§ Stated problem: The required output is the line that contains "Can you locate the brown" plus every line after it in the listing below, copied exactly as it appears.

§ Stored data:
-.-.-

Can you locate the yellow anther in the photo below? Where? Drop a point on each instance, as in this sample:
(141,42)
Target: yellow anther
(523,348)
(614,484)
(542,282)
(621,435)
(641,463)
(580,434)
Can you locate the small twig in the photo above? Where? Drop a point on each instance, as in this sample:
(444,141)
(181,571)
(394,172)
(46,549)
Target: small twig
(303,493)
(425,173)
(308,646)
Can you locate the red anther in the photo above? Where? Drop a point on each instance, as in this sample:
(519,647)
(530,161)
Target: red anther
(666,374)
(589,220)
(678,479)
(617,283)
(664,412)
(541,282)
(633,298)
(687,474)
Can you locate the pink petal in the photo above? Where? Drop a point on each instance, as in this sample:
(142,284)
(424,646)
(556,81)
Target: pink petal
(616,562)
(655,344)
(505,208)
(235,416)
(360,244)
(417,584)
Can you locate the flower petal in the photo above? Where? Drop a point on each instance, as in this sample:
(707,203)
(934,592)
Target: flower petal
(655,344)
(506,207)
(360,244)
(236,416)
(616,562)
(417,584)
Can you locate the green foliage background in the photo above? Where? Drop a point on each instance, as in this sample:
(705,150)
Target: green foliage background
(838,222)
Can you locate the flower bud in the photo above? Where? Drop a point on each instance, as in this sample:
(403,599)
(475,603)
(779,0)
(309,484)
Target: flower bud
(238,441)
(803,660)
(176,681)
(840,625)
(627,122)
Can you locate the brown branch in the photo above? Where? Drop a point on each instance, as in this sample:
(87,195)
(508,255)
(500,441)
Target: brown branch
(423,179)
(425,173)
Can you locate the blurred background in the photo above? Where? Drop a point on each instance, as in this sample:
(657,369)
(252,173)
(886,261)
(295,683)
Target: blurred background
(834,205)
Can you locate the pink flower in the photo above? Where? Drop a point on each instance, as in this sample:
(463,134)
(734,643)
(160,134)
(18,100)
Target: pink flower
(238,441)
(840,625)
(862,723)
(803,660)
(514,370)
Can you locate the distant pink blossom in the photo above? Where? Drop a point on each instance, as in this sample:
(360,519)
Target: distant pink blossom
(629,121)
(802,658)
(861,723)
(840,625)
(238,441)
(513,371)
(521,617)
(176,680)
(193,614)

-.-.-

§ Answer to the problem:
Can you locate the brown branch in the photo above? Where? Drop a point on each instance, as in this sample:
(87,195)
(508,255)
(500,441)
Target: brown branch
(423,179)
(425,173)
Can you locate the blurred background in the photo above? Where? Drop a point on each instance, as in this sample:
(657,369)
(252,173)
(886,261)
(295,683)
Target: blurred background
(834,205)
Can you locate the pink flower in the photo above? Where? Drop a point on each instance, as in this sample:
(463,134)
(734,643)
(160,134)
(18,100)
Target: pink flower
(238,441)
(840,625)
(862,723)
(803,660)
(514,370)
Can you locate the distant pink blossom in the photo above? Where? Drop a point on each instance, as in this sample:
(360,519)
Target: distant pink blossom
(629,121)
(802,658)
(861,723)
(840,625)
(238,441)
(513,371)
(521,617)
(176,680)
(193,614)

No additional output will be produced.